# Tus instrucciones
Reproduce sin cambios el pasaje del texto sobre la Marcha de la Dignidad que empieza en las palabras "Antonio Morales*" y termina después de "si no existiera.".

Antonio Morales*
En los días previos a la Marcha de la Dignidad del pasado día 22, mientras se organizaban distintas caminatas hacia Madrid para denunciar los recortes del Gobierno, la pérdida de derechos y la pobreza y emergencia social en que se encuentra una parte importante de la sociedad española, los medios de comunicación apenas se hicieron eco de su convocatoria. Era casi como si no existiera.
Al día siguiente de su celebración, muy pocos medios le prestaron atención en sus portadas y algunos de los que lo hicieron se preocuparon en señalar la presencia de asistentes en un número muy inferior a los que los organizadores y otros observadores señalaban (cincuenta mil frente a más de un millón) o a destacar de manera gráfica y malintencionada la presencia de algunos violentos frente a una amplia mayoría pacífica. Periódicos como La Razón o ABC coincidieron en remarcar la radicalidad de la marcha y en rotularla como un resultado de “la indignidad de la izquierda”. Curiosamente, para la prensa extranjera la manifestación fue “gigantesca”, “enorme” y “masiva”.

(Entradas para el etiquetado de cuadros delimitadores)
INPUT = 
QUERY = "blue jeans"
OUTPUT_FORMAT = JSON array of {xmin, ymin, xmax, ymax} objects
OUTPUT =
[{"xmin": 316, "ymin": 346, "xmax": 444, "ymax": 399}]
* * *
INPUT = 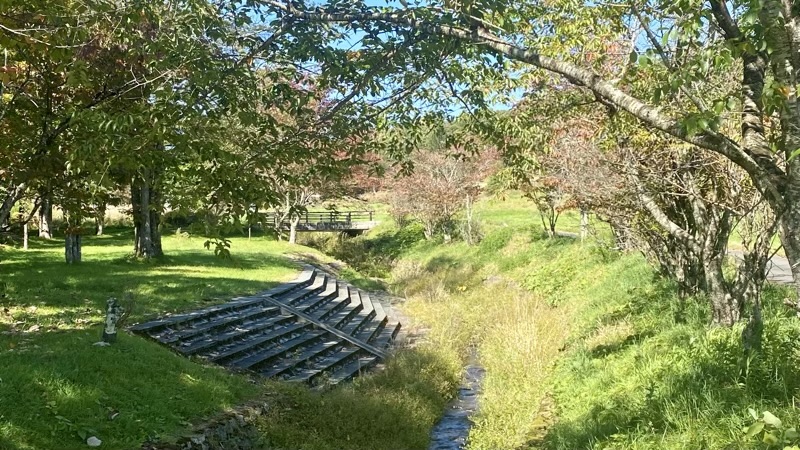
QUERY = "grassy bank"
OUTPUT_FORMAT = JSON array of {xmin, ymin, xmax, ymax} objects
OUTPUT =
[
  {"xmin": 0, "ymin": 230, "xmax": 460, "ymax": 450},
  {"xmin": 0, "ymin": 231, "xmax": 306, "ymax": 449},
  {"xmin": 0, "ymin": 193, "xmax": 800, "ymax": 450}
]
---
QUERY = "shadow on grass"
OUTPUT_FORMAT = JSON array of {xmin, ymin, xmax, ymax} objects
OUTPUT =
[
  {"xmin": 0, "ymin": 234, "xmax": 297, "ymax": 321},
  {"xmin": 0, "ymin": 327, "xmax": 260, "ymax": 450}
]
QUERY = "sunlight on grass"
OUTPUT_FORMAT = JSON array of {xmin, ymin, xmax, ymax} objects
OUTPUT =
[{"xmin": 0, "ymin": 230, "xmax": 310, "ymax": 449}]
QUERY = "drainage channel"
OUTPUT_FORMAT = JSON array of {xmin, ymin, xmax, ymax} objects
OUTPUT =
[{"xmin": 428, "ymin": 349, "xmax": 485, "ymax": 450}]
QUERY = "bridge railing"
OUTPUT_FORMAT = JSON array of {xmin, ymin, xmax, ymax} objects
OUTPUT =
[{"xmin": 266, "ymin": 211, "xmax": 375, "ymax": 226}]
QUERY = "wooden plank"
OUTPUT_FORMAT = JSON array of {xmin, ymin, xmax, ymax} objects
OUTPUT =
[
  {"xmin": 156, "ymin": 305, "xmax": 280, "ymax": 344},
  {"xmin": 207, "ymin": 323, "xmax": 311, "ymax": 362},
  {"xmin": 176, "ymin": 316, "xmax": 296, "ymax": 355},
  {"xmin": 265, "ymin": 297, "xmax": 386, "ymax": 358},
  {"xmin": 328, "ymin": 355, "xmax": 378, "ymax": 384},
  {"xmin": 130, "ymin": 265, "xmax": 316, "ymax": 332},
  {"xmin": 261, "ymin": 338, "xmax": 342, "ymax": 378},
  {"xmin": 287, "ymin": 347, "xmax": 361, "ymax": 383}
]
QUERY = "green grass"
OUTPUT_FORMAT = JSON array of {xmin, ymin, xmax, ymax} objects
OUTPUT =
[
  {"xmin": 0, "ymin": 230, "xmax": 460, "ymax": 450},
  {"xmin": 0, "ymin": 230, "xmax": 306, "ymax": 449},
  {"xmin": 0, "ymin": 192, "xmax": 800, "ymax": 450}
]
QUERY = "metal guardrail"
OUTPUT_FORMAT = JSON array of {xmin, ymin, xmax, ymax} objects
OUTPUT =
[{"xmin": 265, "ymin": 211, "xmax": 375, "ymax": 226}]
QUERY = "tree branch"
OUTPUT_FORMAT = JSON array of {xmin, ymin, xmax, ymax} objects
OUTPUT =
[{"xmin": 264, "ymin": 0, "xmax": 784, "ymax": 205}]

# Solución del ejercicio
Antonio Morales*
En los días previos a la Marcha de la Dignidad del pasado día 22, mientras se organizaban distintas caminatas hacia Madrid para denunciar los recortes del Gobierno, la pérdida de derechos y la pobreza y emergencia social en que se encuentra una parte importante de la sociedad española, los medios de comunicación apenas se hicieron eco de su convocatoria. Era casi como si no existiera.